Show every line of the listing below that contains the word "dome", matching case exactly.

- Data entries:
┌──

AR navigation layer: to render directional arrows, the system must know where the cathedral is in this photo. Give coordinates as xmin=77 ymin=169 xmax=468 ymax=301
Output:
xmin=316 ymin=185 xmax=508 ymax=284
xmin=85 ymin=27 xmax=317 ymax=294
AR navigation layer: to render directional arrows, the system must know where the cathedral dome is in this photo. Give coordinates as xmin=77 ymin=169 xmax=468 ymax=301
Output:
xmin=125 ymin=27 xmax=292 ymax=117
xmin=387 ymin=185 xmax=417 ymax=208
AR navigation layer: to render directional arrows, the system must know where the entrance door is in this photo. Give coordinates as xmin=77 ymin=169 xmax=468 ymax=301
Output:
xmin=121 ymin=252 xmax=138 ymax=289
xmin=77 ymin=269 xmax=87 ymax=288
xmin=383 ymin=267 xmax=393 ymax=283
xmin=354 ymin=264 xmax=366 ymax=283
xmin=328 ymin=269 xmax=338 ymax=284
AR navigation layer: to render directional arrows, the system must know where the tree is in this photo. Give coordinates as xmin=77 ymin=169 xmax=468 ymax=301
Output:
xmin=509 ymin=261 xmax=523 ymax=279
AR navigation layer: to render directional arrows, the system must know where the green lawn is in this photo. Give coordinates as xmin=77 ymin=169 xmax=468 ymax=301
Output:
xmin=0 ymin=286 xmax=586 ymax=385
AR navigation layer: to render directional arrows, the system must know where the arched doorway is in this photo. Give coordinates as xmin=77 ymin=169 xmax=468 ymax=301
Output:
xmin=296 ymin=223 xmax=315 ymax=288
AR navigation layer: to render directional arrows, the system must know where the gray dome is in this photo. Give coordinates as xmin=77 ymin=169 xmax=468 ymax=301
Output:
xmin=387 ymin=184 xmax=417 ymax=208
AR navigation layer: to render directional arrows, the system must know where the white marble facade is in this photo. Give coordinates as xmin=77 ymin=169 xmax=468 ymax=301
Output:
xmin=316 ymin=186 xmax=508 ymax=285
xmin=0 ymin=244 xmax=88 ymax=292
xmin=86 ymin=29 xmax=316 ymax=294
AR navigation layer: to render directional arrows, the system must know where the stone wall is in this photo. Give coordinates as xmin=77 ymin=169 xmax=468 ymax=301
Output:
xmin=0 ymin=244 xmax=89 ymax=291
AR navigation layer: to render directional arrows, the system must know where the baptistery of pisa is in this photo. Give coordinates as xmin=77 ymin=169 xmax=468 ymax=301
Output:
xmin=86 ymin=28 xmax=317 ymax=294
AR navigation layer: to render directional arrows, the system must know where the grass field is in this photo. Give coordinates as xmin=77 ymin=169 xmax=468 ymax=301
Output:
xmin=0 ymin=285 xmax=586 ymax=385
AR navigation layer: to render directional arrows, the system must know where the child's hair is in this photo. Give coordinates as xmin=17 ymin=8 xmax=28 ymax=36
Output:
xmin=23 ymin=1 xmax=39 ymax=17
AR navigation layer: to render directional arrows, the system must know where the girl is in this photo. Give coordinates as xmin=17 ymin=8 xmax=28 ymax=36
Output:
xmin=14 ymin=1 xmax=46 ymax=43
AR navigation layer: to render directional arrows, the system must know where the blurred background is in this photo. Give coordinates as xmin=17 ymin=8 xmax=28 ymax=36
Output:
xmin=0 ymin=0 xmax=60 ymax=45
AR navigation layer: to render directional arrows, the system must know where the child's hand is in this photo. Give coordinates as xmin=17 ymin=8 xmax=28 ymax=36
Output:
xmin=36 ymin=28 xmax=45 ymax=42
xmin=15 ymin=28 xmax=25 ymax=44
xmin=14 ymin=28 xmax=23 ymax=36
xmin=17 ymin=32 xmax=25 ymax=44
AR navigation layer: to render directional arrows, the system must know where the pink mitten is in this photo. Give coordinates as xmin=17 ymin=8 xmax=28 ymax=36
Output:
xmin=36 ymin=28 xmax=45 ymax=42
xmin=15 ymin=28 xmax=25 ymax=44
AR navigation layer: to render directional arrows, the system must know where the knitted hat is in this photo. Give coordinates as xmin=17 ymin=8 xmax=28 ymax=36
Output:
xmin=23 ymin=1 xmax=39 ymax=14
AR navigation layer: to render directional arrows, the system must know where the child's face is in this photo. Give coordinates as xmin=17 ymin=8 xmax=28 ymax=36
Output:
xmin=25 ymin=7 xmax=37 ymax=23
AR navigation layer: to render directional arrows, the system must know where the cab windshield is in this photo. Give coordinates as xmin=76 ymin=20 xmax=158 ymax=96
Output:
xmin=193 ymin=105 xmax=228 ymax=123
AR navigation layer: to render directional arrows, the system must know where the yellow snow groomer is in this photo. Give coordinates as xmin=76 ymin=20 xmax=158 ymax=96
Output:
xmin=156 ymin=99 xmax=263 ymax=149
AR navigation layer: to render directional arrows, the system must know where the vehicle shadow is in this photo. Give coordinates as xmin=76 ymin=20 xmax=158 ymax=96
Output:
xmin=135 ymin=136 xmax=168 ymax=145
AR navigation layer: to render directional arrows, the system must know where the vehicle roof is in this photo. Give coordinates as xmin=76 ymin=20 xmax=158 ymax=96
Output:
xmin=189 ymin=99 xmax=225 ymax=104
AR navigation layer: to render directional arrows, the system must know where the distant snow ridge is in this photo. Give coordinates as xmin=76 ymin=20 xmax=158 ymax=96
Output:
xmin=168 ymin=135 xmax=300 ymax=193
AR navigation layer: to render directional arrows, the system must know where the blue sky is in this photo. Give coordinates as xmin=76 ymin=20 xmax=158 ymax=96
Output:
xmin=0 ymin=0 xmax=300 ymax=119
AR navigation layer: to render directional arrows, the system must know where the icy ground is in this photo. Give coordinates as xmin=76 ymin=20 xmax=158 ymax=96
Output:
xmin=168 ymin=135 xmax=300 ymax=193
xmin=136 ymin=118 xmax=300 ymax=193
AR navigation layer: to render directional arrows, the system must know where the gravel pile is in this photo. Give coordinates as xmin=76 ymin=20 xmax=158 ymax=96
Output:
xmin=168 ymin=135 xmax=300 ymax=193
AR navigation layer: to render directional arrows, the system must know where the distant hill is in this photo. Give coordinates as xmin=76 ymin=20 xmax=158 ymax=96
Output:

└──

- Response below:
AR navigation layer: to render directional arrows, the system must know where the cathedral dome is in this photo. Give coordinates as xmin=77 ymin=169 xmax=468 ymax=301
AR navigation layer: to render directional arrows, the system must know where the gray dome is in this photo. Give coordinates as xmin=77 ymin=169 xmax=468 ymax=301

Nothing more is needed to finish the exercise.